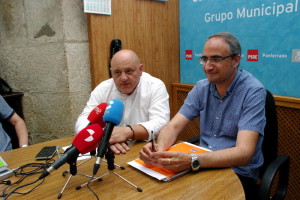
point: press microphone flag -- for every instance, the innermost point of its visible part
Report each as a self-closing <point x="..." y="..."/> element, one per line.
<point x="112" y="117"/>
<point x="96" y="115"/>
<point x="85" y="141"/>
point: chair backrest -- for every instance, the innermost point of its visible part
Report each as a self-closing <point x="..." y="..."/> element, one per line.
<point x="270" y="142"/>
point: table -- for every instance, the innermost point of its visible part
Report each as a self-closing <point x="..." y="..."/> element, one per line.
<point x="205" y="184"/>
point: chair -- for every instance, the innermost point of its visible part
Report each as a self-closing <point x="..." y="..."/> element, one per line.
<point x="273" y="164"/>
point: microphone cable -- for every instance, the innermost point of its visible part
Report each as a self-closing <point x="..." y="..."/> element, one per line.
<point x="24" y="171"/>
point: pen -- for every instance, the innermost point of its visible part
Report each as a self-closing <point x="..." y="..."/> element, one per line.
<point x="152" y="141"/>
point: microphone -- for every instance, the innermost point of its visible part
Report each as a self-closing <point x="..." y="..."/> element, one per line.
<point x="85" y="141"/>
<point x="96" y="115"/>
<point x="112" y="117"/>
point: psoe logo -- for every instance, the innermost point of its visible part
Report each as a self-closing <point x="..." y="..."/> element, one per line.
<point x="188" y="54"/>
<point x="252" y="55"/>
<point x="296" y="55"/>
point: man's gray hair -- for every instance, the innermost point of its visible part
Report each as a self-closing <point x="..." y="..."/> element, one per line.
<point x="232" y="41"/>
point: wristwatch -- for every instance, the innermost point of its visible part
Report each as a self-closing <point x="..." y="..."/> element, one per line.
<point x="195" y="163"/>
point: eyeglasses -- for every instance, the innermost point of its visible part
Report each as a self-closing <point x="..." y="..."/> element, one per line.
<point x="118" y="73"/>
<point x="213" y="60"/>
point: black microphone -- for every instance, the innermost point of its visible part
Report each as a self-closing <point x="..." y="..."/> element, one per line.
<point x="85" y="141"/>
<point x="112" y="117"/>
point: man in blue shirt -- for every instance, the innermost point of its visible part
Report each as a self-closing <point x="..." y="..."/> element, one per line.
<point x="231" y="106"/>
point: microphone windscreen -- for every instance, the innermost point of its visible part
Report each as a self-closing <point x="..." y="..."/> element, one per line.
<point x="96" y="115"/>
<point x="114" y="112"/>
<point x="88" y="138"/>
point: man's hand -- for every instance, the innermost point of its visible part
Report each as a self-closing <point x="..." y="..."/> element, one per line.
<point x="172" y="160"/>
<point x="119" y="148"/>
<point x="118" y="139"/>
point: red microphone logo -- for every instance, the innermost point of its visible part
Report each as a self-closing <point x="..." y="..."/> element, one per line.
<point x="90" y="138"/>
<point x="188" y="54"/>
<point x="98" y="110"/>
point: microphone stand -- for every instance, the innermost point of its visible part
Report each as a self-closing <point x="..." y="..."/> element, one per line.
<point x="110" y="156"/>
<point x="73" y="171"/>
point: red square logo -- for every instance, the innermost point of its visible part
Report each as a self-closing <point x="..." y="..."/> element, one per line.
<point x="188" y="54"/>
<point x="252" y="55"/>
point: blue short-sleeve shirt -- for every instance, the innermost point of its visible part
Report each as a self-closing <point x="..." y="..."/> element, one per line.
<point x="242" y="108"/>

TASK GOAL => From the listing, copy every line where the string "microphone" appears.

RESULT =>
point: press microphone flag -- for every instance, the innermost point of its visible part
point: microphone cable -- for every instance, the innermost point of its visible part
point: microphone -- for every instance, the innermost point of its visible part
point: black microphone -- for every instance, the innermost point of its visible part
point: microphone windscreen -- for every instance, the innermost point of its visible part
point: red microphone logo -- for every instance, the innermost point of its visible part
point: microphone stand -- for every instance, the innermost point of its visible part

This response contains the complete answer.